_Exercise:_ Reply solely with the number of lines, in the records underneath, that include the word "wall".

_Supplied records:_
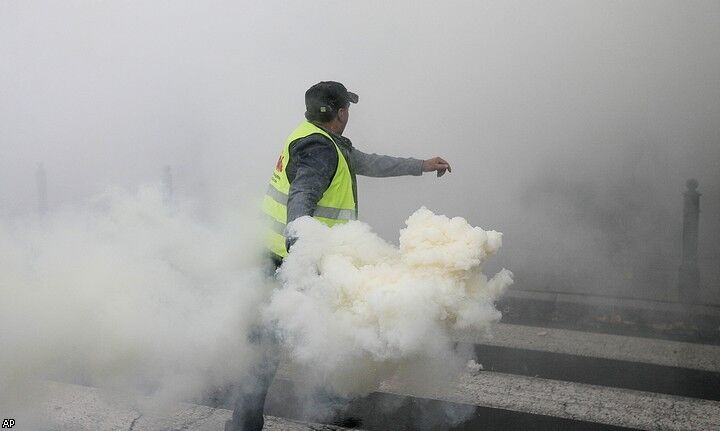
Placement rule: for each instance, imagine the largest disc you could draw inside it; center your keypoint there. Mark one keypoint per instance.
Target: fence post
(689, 275)
(167, 184)
(41, 184)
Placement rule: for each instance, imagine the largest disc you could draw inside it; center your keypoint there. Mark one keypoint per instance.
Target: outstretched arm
(375, 165)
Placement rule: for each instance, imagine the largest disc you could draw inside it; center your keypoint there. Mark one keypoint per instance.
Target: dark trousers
(250, 395)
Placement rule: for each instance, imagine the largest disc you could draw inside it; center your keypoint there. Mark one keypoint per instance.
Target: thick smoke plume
(354, 310)
(127, 293)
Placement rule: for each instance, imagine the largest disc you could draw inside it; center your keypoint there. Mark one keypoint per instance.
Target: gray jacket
(313, 162)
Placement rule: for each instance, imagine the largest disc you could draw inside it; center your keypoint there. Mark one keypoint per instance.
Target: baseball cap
(328, 96)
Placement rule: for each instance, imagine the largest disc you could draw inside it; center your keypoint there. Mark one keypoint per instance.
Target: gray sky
(571, 125)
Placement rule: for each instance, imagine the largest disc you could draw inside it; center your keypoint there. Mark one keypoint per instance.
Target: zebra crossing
(532, 378)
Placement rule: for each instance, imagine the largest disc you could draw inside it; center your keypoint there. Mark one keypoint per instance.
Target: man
(315, 176)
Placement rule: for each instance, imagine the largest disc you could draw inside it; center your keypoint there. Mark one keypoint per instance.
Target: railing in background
(689, 274)
(41, 184)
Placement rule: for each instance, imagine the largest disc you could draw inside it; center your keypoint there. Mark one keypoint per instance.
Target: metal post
(41, 183)
(167, 184)
(689, 276)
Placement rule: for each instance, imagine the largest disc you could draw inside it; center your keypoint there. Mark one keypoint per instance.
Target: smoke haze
(577, 122)
(571, 126)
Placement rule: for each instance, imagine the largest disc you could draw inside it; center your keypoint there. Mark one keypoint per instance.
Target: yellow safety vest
(337, 204)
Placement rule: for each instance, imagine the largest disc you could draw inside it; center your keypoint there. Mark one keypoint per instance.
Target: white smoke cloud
(127, 293)
(355, 311)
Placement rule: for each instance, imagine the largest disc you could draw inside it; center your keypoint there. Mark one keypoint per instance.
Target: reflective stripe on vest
(337, 204)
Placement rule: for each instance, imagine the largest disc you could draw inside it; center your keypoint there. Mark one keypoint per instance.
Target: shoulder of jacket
(310, 140)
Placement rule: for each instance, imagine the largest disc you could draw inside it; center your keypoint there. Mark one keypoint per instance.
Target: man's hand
(436, 164)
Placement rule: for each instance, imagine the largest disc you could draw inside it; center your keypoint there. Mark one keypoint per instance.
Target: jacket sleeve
(375, 165)
(314, 163)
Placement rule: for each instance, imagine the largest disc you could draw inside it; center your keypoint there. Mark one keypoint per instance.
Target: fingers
(437, 164)
(442, 165)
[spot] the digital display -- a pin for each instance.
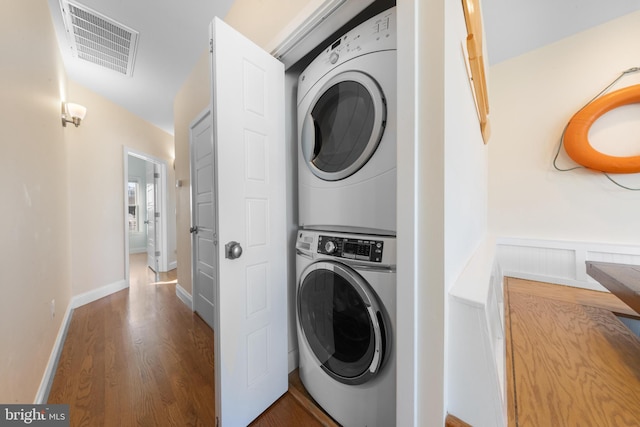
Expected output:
(357, 249)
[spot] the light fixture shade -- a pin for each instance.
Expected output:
(76, 111)
(72, 113)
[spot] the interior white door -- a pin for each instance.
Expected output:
(152, 217)
(204, 239)
(251, 319)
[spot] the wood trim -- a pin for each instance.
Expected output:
(597, 299)
(453, 421)
(622, 280)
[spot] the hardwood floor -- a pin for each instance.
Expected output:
(570, 361)
(141, 357)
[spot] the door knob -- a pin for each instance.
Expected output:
(232, 250)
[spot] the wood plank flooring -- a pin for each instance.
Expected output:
(140, 357)
(569, 363)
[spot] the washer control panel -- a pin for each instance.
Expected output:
(358, 249)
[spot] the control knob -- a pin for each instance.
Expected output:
(330, 247)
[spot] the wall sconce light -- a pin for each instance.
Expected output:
(72, 113)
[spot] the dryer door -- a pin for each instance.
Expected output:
(343, 322)
(343, 126)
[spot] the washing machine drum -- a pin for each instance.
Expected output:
(343, 322)
(343, 125)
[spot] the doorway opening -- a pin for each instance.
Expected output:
(145, 210)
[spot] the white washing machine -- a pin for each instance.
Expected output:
(347, 132)
(346, 311)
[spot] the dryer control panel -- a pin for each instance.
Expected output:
(358, 249)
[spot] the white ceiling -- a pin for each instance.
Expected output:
(513, 27)
(173, 34)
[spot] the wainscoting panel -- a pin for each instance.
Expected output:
(560, 262)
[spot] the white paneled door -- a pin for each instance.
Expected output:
(203, 229)
(152, 215)
(251, 319)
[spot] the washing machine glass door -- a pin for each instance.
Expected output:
(342, 322)
(343, 126)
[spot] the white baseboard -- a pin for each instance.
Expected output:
(77, 301)
(184, 296)
(560, 262)
(49, 373)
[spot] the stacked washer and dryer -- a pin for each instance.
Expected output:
(346, 246)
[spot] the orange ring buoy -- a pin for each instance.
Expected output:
(576, 136)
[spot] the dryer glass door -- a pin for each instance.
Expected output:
(342, 321)
(343, 126)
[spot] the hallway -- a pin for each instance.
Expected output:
(141, 357)
(137, 357)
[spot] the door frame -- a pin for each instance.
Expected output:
(161, 206)
(198, 118)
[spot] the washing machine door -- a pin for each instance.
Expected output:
(343, 322)
(343, 125)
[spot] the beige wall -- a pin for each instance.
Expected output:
(62, 220)
(96, 185)
(532, 97)
(33, 184)
(258, 22)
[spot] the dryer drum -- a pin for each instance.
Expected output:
(343, 126)
(341, 320)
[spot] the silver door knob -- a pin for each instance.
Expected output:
(232, 250)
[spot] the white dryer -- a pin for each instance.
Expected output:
(347, 132)
(346, 311)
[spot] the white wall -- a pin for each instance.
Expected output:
(532, 98)
(465, 224)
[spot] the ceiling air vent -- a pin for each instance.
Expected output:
(98, 39)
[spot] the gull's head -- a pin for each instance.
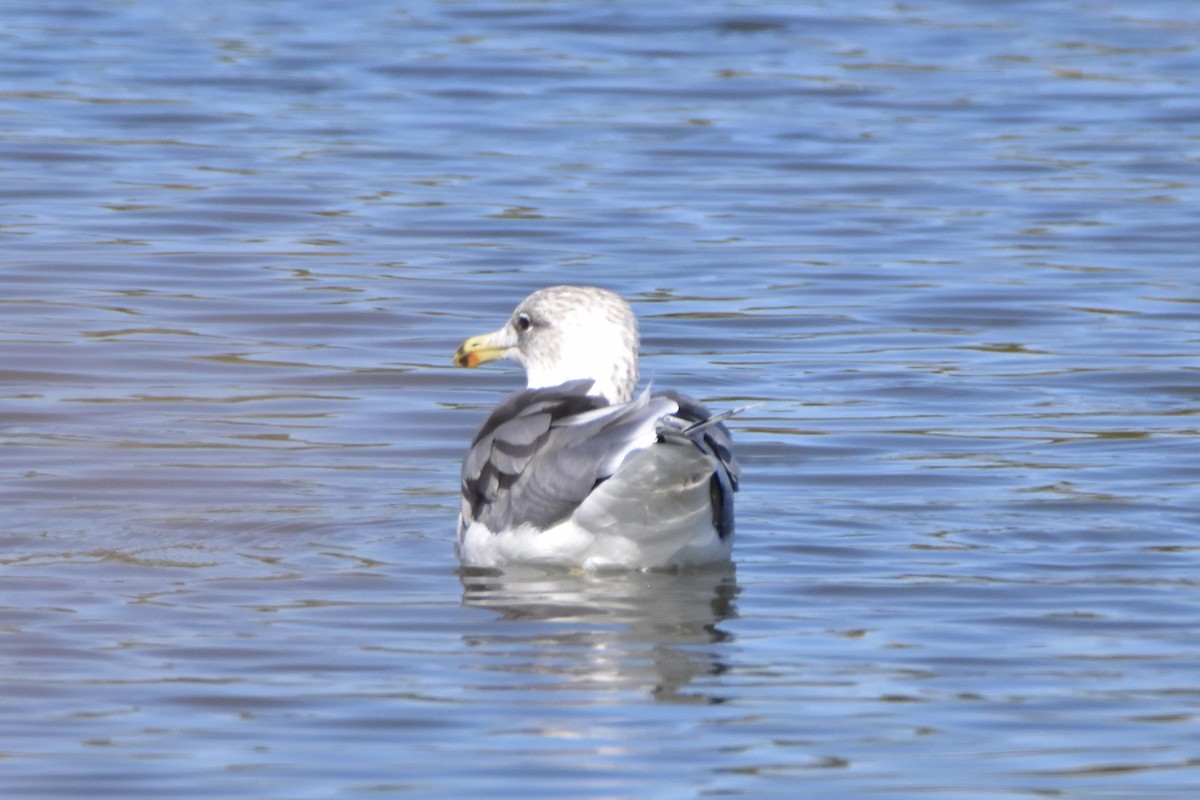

_Output:_ 3